▸ ASSIGNED TASK: A faithful copy of the entries, without any pictures, is what is needed here.

▸ DATA RECORDS:

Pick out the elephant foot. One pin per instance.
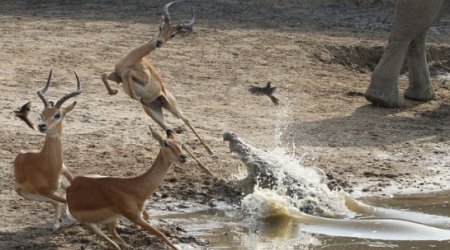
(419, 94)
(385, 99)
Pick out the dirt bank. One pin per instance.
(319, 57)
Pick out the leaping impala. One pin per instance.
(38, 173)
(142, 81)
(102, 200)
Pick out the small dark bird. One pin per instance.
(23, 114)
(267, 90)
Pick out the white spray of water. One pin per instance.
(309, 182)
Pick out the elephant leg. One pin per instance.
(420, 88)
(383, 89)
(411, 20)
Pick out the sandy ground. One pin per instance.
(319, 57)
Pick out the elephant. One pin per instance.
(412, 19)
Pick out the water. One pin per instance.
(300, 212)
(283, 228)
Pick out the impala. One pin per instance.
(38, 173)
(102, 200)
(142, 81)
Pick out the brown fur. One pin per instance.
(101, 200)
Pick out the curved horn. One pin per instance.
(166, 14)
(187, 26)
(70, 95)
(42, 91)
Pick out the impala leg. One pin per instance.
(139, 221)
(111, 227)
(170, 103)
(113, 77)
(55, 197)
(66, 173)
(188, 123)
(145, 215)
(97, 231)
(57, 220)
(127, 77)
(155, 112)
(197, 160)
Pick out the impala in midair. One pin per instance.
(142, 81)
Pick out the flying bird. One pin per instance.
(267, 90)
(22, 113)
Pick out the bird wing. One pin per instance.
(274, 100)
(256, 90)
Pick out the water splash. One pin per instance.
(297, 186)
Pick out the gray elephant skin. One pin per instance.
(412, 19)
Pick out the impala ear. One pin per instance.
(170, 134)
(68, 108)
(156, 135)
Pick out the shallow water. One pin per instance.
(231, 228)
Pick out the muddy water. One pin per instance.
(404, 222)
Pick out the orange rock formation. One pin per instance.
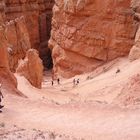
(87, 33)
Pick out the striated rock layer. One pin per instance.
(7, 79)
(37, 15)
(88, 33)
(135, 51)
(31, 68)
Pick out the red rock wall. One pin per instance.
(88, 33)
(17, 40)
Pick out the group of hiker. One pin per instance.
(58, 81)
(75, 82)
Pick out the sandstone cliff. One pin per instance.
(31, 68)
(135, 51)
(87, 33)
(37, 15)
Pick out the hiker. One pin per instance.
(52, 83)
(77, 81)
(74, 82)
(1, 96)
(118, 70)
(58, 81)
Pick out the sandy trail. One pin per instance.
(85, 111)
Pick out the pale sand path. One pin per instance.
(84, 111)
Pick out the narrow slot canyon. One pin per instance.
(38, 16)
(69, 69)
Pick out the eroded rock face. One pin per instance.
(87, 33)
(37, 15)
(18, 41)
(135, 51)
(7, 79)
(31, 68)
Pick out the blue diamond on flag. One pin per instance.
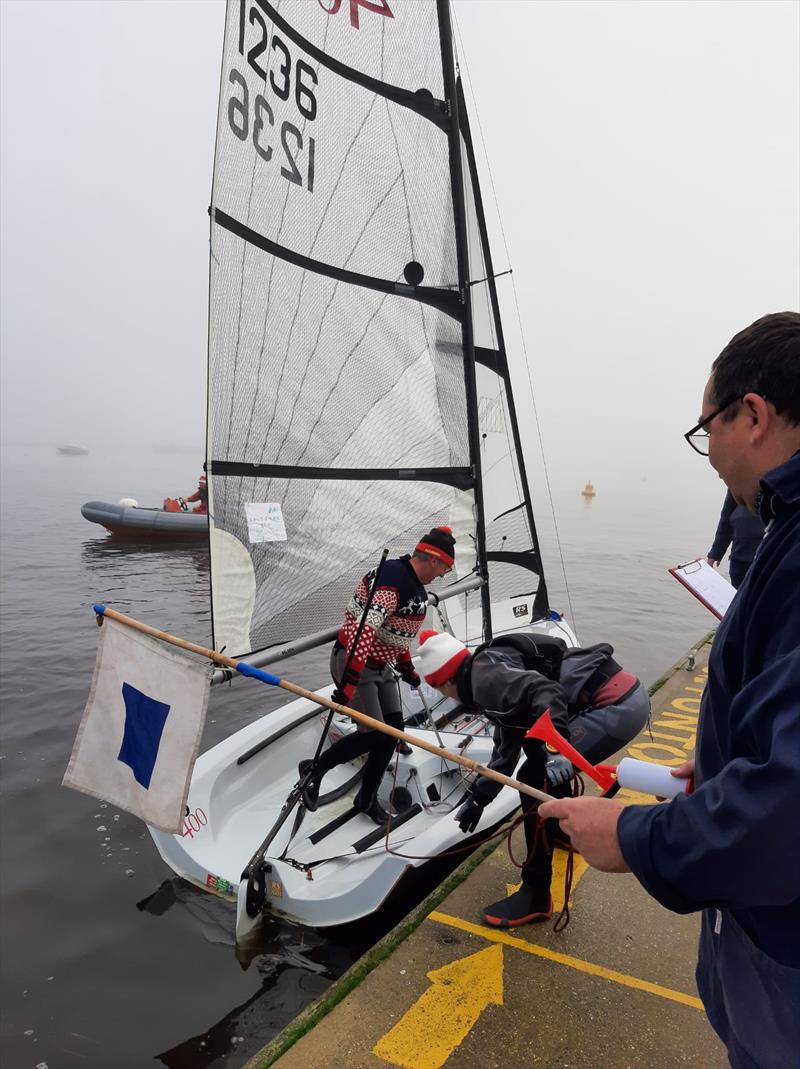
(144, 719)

▸ RESULT:
Pick out the elephant foot. One pin per instance.
(419, 94)
(385, 99)
Pick out the dirt bank. One pin per instance.
(319, 57)
Pick out the leaping impala. One pin per instance.
(38, 173)
(142, 81)
(102, 200)
Pick out the small dark bird. One pin per instance.
(23, 114)
(267, 90)
Pick out the white spray of water. One pin per instance.
(309, 182)
Pick out the elephant leg. One pin per instance.
(420, 88)
(383, 89)
(411, 20)
Pick out the sandy ground. One pin per instance.
(319, 57)
Pick out the elephant. One pin per instance.
(412, 19)
Pick out the water. One pin per instance.
(300, 212)
(283, 228)
Pick out the impala. One pin per instance.
(38, 173)
(102, 200)
(142, 81)
Pick out the brown fur. One pin per instance.
(101, 200)
Pick out the curved horn. One pin per instance.
(166, 14)
(187, 26)
(70, 95)
(42, 91)
Pick out the impala leg. One pin per instance.
(139, 221)
(111, 227)
(170, 103)
(113, 77)
(55, 197)
(66, 173)
(188, 123)
(145, 215)
(97, 231)
(57, 220)
(127, 77)
(155, 112)
(197, 160)
Pick out the impala in midair. One pin per instance.
(142, 81)
Pick out the flying bird. One pin per instance.
(267, 90)
(22, 113)
Pick out the bird wing. One pin per instance.
(274, 100)
(256, 90)
Pick out the water splash. One pin per instance.
(297, 186)
Pick out the gray elephant skin. One pin per instance.
(412, 19)
Pick out the impala ear. One pin per instance.
(170, 134)
(68, 108)
(156, 135)
Pick out the shallow water. One pin per instance.
(231, 228)
Pick out the muddy water. One pin per instance.
(404, 222)
Pick out the orange rock formation. One pin per instance.
(87, 33)
Pick out the striated rock layer. One pin per instance.
(7, 79)
(37, 15)
(88, 33)
(135, 51)
(31, 68)
Pick out the red rock wall. One pin per instance.
(88, 33)
(17, 40)
Pick out the group of hiker. One pin per instance.
(58, 81)
(75, 82)
Pick out the sandstone cliff. One pin per instance.
(31, 68)
(135, 51)
(87, 33)
(37, 15)
Pick out the hiker. One pin per instance.
(52, 83)
(77, 81)
(74, 82)
(1, 96)
(118, 70)
(58, 81)
Pick out the sandy trail. One pin per instance.
(85, 111)
Pick out the pale sand path. One pin per instance.
(84, 111)
Pick out the narrow slot canyon. One pin per instance.
(38, 16)
(69, 69)
Pick out the eroded rock face. One pin per instance.
(87, 33)
(37, 15)
(18, 41)
(135, 51)
(7, 79)
(31, 68)
Pick out the blue diamond on flag. One pin per instance.
(144, 719)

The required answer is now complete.